▶ **YOUR OBJECTIVE**:
Scan the data below for the string "blue". Copy every line where it appears.

[Opening DATA IN THIS EXERCISE section]

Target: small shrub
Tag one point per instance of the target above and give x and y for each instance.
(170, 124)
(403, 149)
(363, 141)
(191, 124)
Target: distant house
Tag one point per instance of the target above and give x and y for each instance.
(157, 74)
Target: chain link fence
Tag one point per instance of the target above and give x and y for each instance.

[Closing DATA IN THIS EXERCISE section]
[Opening DATA IN THIS EXERCISE section]

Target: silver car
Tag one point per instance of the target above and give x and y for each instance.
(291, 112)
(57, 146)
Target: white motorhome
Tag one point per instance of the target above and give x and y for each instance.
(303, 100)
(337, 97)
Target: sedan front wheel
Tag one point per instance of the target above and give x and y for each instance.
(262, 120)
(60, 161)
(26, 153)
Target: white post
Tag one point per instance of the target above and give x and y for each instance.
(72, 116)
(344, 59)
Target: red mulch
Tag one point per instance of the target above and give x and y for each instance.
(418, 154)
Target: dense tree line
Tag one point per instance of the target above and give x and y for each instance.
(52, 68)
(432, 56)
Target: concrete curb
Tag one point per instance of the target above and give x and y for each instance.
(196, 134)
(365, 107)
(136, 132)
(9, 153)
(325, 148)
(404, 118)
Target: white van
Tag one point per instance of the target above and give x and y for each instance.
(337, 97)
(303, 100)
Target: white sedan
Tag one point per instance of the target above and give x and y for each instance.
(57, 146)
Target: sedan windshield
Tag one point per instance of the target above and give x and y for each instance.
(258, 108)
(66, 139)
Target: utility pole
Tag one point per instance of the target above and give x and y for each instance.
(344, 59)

[Closing DATA IN THIS EXERCISE section]
[Opening DATA IN THIS EXERCISE section]

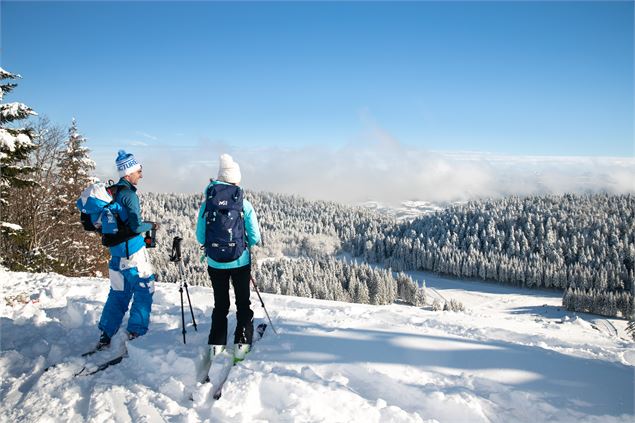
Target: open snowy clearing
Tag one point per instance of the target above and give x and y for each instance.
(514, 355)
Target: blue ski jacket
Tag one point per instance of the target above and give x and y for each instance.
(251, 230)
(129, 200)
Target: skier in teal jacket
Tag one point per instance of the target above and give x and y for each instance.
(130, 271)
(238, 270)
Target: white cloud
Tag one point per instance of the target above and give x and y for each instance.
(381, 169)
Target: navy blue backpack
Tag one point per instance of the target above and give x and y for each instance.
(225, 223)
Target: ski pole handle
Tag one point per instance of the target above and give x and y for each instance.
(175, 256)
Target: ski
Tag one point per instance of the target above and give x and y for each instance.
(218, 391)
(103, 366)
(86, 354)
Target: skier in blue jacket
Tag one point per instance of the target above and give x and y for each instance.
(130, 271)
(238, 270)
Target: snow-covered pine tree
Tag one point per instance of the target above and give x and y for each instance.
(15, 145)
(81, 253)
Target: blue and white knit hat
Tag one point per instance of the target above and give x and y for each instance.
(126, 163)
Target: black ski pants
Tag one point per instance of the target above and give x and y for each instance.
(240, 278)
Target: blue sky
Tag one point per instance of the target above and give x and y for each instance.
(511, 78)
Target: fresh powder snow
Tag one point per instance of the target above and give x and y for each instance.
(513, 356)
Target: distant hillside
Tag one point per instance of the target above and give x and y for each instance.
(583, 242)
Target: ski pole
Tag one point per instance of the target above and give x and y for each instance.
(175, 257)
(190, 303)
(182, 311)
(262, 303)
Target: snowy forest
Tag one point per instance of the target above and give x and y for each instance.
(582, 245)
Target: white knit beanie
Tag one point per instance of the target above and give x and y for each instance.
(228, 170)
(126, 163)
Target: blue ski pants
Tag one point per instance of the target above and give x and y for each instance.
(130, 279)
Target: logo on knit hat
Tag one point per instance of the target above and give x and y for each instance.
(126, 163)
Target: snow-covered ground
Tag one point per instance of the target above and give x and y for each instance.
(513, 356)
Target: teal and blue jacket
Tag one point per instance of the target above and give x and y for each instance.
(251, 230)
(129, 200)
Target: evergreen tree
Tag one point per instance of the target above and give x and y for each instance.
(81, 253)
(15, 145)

[Closing DATA IN THIS EXERCISE section]

▶ **ANSWER SPACE**:
Target: blue ski jacket
Target: navy blue backpack
Target: skier in blue jacket
Target: blue and white knit hat
Target: blue sky
Target: blue ski pants
Target: teal and blue jacket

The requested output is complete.